Exercise:
Having found the line that contains "on ground in the photo above.", please retype only it and every line after it up to the end of the entries, exactly as written.

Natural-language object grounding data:
======

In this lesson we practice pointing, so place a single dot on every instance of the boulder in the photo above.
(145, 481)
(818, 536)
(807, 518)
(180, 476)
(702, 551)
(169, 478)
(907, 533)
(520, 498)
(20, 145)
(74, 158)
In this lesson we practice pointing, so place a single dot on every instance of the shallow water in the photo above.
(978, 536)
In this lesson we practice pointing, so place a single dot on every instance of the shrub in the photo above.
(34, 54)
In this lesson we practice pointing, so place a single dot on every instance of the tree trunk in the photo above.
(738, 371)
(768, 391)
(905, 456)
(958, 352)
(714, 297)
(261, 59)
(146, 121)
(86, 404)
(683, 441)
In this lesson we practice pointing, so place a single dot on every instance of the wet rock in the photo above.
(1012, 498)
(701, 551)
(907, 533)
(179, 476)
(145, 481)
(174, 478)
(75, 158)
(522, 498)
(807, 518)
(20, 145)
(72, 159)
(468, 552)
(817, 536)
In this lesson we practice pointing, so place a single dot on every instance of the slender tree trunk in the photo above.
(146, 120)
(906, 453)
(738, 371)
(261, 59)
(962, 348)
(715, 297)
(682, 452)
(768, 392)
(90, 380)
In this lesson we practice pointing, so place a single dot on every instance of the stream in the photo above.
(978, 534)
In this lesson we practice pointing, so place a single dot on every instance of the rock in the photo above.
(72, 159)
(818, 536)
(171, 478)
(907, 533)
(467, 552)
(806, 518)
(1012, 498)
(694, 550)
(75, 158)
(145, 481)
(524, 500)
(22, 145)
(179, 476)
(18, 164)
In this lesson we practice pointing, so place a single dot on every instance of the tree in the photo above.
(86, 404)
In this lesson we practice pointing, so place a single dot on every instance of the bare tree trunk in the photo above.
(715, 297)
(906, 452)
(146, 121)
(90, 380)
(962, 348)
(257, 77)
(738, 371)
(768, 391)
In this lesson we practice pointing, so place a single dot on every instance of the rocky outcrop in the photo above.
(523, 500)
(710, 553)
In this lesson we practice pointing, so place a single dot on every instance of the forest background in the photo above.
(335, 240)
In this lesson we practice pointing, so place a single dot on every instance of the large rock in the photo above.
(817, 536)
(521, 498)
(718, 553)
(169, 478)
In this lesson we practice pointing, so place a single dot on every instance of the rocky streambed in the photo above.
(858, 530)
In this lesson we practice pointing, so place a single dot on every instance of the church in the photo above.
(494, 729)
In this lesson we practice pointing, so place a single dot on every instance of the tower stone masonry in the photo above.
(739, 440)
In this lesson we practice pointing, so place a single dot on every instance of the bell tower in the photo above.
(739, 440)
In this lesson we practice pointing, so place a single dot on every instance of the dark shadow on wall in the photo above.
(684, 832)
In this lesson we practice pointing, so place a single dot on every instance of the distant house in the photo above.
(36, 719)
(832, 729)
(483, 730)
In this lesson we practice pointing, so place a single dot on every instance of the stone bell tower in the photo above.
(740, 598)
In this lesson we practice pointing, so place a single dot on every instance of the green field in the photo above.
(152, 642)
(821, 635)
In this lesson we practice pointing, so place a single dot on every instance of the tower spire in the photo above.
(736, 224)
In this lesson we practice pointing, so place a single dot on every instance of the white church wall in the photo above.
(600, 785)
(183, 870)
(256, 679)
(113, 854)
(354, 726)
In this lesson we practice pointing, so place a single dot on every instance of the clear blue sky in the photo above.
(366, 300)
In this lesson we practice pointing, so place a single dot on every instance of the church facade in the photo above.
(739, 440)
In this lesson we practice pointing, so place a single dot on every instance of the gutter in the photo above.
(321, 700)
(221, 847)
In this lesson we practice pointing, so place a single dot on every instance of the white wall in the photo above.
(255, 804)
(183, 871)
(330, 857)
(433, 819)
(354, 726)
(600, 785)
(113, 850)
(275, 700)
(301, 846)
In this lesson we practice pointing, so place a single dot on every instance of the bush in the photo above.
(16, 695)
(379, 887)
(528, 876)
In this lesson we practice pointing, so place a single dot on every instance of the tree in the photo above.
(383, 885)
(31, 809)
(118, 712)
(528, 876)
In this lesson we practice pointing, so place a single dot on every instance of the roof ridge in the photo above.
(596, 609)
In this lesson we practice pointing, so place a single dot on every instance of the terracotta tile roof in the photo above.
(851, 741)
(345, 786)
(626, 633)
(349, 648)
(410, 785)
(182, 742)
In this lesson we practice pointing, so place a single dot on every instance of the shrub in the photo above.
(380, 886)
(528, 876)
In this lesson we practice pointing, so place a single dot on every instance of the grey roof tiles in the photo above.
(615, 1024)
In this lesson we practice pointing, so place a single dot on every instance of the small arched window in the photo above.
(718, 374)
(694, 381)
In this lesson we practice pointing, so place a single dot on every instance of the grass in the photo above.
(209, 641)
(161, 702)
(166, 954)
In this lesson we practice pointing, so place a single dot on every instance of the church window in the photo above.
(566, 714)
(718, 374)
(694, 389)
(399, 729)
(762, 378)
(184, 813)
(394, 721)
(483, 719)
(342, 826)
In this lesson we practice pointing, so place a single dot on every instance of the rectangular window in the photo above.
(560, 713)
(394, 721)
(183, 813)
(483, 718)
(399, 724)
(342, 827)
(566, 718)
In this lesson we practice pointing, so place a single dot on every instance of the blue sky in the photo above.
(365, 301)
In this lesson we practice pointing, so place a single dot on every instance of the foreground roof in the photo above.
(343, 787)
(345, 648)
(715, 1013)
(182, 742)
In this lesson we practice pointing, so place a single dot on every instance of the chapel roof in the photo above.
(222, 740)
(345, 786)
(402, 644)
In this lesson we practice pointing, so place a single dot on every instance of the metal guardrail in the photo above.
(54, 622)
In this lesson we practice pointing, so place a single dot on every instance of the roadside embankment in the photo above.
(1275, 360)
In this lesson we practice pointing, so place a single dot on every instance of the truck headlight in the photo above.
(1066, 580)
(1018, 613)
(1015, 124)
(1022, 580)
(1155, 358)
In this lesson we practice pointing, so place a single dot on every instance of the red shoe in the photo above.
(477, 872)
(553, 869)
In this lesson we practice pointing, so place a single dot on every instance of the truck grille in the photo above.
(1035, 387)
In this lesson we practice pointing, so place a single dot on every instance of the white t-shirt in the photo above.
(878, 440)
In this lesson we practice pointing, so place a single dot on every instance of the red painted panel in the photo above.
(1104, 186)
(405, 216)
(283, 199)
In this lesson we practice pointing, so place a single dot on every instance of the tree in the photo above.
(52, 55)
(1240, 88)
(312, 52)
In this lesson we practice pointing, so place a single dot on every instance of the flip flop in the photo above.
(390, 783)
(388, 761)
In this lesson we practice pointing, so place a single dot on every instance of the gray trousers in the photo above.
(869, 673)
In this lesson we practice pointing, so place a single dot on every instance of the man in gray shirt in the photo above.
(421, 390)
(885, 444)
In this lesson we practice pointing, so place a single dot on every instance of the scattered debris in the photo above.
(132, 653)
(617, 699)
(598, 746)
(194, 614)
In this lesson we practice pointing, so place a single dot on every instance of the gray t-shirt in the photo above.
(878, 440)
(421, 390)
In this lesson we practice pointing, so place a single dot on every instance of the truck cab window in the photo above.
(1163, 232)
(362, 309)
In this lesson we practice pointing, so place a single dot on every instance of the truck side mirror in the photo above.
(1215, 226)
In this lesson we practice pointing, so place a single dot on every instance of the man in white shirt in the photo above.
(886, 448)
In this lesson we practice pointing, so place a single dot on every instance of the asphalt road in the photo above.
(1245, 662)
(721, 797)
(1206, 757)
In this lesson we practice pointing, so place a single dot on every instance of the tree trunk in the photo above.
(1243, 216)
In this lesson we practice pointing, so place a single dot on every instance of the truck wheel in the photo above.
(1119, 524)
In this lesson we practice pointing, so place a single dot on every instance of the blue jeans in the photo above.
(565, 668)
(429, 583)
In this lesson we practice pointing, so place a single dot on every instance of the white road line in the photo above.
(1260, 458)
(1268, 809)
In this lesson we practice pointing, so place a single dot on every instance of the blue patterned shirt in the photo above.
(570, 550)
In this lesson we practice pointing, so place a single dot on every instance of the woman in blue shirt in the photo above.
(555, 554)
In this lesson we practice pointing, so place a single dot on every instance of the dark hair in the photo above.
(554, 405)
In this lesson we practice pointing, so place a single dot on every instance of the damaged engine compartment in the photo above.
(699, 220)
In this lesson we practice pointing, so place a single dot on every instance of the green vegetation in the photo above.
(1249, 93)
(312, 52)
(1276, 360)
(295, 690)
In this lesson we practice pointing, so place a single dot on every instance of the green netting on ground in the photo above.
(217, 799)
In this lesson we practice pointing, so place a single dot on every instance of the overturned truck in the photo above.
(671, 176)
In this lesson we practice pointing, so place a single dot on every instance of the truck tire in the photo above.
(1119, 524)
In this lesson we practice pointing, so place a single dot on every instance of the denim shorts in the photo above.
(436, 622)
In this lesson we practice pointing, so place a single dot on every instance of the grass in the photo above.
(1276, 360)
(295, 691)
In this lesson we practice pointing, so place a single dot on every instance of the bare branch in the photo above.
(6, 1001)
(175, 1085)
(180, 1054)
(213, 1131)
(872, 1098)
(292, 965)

======

Result below:
In this lesson we practice pointing, so place a single dot on every instance of the green netting on ground in the photo above.
(217, 799)
In this lesson we practice pointing, so place a single dot on every instance of the overturned truck in the photo above.
(671, 176)
In this lesson we practice pointing, so place a single dot on every instance of the truck tire in the photo above.
(1119, 524)
In this lesson we practice pointing, so place a single dot on every instance of the denim shorts in the photo above.
(436, 622)
In this lesson we practice pointing, so place a single dot on every instance of the grass in the photo above.
(1276, 360)
(295, 691)
In this lesson we practice pointing, so place a single dot on every instance of the bare branch in the photo above.
(6, 1001)
(175, 1085)
(180, 1054)
(213, 1131)
(872, 1098)
(292, 965)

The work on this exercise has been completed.